# Start of LISTED RECORDS

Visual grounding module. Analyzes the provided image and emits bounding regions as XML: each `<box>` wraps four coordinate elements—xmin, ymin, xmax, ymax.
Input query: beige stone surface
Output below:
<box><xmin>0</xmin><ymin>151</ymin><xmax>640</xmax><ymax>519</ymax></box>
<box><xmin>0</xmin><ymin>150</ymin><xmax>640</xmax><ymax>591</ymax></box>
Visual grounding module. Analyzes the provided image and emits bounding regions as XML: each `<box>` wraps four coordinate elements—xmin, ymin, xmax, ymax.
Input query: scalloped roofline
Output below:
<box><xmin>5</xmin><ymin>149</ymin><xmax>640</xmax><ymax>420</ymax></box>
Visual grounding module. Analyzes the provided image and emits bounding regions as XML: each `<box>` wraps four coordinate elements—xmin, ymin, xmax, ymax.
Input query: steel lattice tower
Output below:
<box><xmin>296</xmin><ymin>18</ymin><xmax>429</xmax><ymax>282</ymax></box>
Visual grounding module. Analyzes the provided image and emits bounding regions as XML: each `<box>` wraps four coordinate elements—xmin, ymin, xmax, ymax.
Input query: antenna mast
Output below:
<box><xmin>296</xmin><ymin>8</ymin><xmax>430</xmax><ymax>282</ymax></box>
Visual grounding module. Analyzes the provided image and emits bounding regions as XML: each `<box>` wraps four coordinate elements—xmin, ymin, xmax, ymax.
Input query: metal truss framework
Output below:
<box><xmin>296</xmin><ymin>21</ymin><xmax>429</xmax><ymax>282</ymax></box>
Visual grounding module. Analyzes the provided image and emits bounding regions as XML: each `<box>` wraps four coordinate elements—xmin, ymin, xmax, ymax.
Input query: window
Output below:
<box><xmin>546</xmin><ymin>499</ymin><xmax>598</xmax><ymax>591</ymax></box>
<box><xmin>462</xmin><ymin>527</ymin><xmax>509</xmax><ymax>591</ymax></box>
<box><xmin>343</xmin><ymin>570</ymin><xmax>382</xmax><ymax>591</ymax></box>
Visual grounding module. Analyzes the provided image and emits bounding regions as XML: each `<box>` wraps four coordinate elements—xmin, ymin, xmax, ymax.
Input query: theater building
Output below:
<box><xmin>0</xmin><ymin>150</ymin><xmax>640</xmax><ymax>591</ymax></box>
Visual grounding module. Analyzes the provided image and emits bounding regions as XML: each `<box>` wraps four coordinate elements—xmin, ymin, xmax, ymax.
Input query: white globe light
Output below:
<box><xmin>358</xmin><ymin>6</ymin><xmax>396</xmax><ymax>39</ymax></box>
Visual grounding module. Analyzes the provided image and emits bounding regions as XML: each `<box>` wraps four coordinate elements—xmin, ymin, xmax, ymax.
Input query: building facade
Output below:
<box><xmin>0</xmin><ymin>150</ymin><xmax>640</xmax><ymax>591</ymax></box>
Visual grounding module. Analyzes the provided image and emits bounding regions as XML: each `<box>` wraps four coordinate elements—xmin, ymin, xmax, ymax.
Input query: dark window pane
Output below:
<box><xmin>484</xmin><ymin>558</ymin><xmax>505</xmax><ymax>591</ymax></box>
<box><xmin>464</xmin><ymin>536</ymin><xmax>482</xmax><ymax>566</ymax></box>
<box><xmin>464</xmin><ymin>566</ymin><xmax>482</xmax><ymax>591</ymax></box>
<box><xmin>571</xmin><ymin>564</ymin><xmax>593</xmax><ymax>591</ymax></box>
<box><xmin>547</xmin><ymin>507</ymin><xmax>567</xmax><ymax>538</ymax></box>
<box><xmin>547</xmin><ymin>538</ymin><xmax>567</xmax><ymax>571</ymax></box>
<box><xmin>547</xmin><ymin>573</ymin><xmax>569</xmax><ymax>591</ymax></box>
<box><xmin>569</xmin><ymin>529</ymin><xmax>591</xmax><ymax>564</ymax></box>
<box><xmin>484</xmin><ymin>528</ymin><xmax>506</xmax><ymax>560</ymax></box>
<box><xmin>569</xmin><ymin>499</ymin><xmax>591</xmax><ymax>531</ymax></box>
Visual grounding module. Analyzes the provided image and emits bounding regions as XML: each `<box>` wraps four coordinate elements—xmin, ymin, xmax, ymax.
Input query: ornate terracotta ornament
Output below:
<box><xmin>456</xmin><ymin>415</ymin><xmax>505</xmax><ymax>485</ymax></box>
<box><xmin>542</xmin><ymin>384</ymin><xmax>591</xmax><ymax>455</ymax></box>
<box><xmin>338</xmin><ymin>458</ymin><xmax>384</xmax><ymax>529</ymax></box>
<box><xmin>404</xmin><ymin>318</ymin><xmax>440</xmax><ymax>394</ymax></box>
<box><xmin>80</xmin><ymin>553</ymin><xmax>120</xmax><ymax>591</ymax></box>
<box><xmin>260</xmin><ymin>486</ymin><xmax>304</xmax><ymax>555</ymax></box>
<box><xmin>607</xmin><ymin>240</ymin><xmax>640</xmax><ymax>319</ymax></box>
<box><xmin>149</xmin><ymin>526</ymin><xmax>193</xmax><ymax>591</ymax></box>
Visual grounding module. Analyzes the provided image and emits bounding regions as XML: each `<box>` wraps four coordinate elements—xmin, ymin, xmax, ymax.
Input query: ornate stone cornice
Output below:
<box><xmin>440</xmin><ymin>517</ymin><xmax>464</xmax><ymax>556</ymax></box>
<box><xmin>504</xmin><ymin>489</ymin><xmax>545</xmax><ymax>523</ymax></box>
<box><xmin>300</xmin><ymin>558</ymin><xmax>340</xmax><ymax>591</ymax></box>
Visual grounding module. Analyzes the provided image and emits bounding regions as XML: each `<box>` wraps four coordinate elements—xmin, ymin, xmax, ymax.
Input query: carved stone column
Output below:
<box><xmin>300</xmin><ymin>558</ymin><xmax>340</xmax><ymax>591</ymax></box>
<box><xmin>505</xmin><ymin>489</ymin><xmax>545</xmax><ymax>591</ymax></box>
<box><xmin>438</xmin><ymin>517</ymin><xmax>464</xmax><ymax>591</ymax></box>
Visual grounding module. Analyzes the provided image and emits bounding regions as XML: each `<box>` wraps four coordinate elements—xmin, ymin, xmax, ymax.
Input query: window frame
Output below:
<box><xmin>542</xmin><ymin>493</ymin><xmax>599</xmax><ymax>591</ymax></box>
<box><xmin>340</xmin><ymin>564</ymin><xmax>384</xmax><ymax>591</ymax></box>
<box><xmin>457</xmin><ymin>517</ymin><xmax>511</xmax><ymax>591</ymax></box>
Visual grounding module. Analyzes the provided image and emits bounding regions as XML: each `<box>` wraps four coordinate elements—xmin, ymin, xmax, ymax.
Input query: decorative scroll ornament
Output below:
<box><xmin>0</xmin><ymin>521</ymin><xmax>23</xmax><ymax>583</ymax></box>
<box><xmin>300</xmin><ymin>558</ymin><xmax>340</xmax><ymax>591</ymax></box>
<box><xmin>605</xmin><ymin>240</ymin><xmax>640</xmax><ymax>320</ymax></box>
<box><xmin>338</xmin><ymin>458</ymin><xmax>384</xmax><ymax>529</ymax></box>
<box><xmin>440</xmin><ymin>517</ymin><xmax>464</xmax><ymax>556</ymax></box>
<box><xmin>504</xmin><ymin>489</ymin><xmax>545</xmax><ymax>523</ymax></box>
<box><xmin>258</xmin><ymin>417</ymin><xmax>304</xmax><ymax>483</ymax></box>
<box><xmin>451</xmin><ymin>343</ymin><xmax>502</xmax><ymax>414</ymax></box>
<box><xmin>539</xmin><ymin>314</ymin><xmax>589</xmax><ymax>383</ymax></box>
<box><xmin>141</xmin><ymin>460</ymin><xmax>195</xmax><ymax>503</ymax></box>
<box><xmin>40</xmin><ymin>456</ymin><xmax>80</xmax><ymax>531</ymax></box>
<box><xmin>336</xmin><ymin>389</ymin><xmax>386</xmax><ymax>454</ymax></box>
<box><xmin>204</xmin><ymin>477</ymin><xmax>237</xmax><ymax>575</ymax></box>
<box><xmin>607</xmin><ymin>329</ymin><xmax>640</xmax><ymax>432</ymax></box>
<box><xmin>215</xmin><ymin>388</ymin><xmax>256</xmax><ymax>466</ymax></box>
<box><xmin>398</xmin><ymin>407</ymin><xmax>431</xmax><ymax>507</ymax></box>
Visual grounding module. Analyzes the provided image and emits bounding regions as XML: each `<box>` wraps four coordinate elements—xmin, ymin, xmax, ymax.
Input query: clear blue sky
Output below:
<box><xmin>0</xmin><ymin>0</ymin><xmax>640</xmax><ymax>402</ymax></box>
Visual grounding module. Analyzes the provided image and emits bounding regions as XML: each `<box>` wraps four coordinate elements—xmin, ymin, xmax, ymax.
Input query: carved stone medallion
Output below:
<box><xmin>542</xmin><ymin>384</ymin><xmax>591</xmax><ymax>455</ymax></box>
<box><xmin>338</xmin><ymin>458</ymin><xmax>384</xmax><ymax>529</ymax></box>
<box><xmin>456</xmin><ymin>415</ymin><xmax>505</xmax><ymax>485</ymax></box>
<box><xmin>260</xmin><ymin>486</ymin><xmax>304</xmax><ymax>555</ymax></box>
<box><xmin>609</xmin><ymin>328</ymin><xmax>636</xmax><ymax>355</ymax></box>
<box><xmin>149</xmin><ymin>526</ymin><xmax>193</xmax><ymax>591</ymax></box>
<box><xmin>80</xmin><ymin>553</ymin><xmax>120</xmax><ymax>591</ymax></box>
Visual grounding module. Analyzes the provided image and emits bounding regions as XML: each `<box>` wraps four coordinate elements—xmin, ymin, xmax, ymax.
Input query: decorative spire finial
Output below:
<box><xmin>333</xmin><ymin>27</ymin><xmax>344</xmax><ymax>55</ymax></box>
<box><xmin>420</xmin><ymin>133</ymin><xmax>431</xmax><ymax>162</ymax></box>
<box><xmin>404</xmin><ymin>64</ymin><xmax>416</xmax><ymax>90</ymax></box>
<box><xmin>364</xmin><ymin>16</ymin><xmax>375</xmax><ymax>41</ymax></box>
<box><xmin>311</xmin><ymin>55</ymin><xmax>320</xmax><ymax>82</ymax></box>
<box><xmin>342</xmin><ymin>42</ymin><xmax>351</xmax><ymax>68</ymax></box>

# End of LISTED RECORDS

=== SET PROBLEM ===
Extract every line in the records containing the string "stone", treating uppercase and lowercase as distinct.

=== EXPECTED OUTPUT ===
Input query: beige stone surface
Input query: ornate stone cornice
Input query: carved stone column
Input query: carved stone medallion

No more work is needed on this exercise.